* _Task to complete_: Return each entry word for word, without its pictures.

══════════

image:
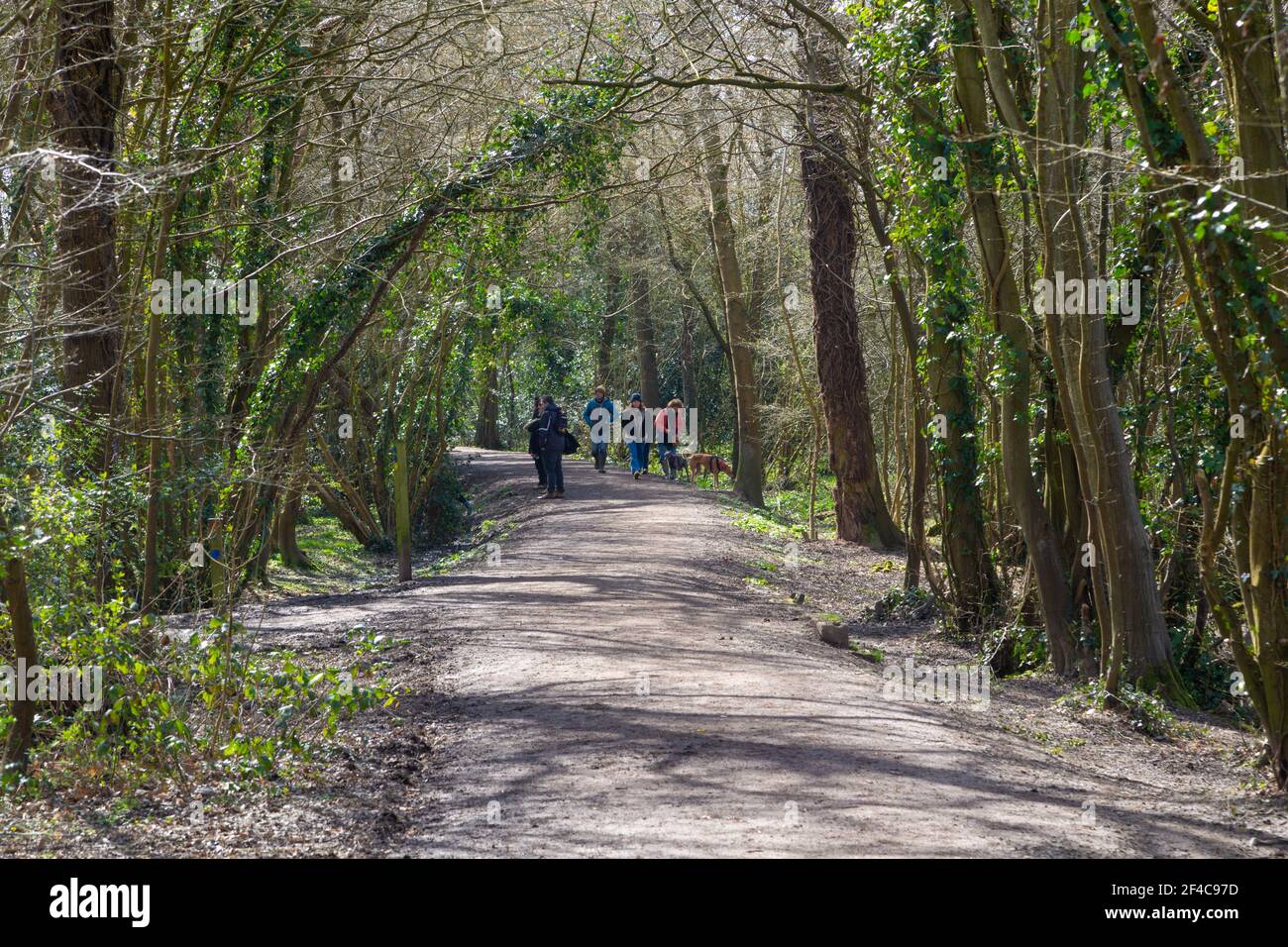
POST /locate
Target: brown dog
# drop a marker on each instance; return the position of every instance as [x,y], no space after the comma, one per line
[711,464]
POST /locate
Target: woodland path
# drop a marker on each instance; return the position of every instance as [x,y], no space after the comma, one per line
[751,737]
[610,684]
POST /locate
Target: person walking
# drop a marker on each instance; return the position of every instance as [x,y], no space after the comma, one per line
[599,415]
[638,437]
[535,445]
[670,429]
[552,428]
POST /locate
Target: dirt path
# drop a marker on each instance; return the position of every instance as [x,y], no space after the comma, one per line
[608,684]
[612,685]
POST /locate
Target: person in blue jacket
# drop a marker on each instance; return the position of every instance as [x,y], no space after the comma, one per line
[639,444]
[599,415]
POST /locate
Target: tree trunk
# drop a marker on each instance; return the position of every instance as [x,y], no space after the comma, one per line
[1004,302]
[645,346]
[84,105]
[748,474]
[861,508]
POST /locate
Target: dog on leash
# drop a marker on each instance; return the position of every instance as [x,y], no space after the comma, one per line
[679,464]
[711,464]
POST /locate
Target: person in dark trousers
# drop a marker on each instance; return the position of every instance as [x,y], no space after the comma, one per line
[599,415]
[552,427]
[670,431]
[535,445]
[639,444]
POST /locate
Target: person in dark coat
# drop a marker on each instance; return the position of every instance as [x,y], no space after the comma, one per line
[535,445]
[638,440]
[552,428]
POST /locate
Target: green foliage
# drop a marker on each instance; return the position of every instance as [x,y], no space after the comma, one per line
[1145,712]
[175,702]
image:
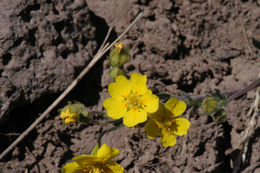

══════════

* _Reply to the task_:
image:
POST /locate
Target: brown dog
# drop a marker on each instance; return the position of every instance as [x,y], no space after the comma, one per line
[711,464]
POST /locate
Target: woodland path
# drop a marker on each instance; return the position of every instance as [x,y], no space after the comma, one per line
[751,737]
[610,684]
POST /locate
Target: person walking
# drop a marker on each instance; return the position of every instance as [x,y], no space after the comma, one per line
[599,415]
[638,437]
[535,445]
[670,429]
[552,428]
POST /locate
Target: dirt path
# drop a marker on each instance; return the position of every instance as [x,y], no space after the comma, one per line
[608,684]
[612,685]
POST /locate
Target: person in blue jacket
# drop a marker on each instance; return the position of every instance as [x,y], no space after the comma, one per line
[639,444]
[599,415]
POST /locate
Target: tree trunk
# drop a marker on each instance; return the position of every instance as [x,y], no space after the comma, one per line
[1004,302]
[645,346]
[84,105]
[748,474]
[861,508]
POST /locate
Target: dog on leash
# drop a marker on each instance; return the position of every instance as [x,y], no space after the comma, one per line
[679,464]
[711,464]
POST /locate
Target: person in dark trousers
# drop a marker on each instance; return the position of every instance as [x,y], no space after the comma, one per line
[599,415]
[552,427]
[670,431]
[535,445]
[639,444]
POST /locate
Target: person in dark coat
# drop a marker on each instance; return the position of every instance as [x,y], no space after the comma, one per line
[535,445]
[638,440]
[552,428]
POST /locate
Target: green foliage
# drop a marker on each instance; return the position of every instance as [x,y], no space after the comma, one per line
[1145,712]
[175,702]
image:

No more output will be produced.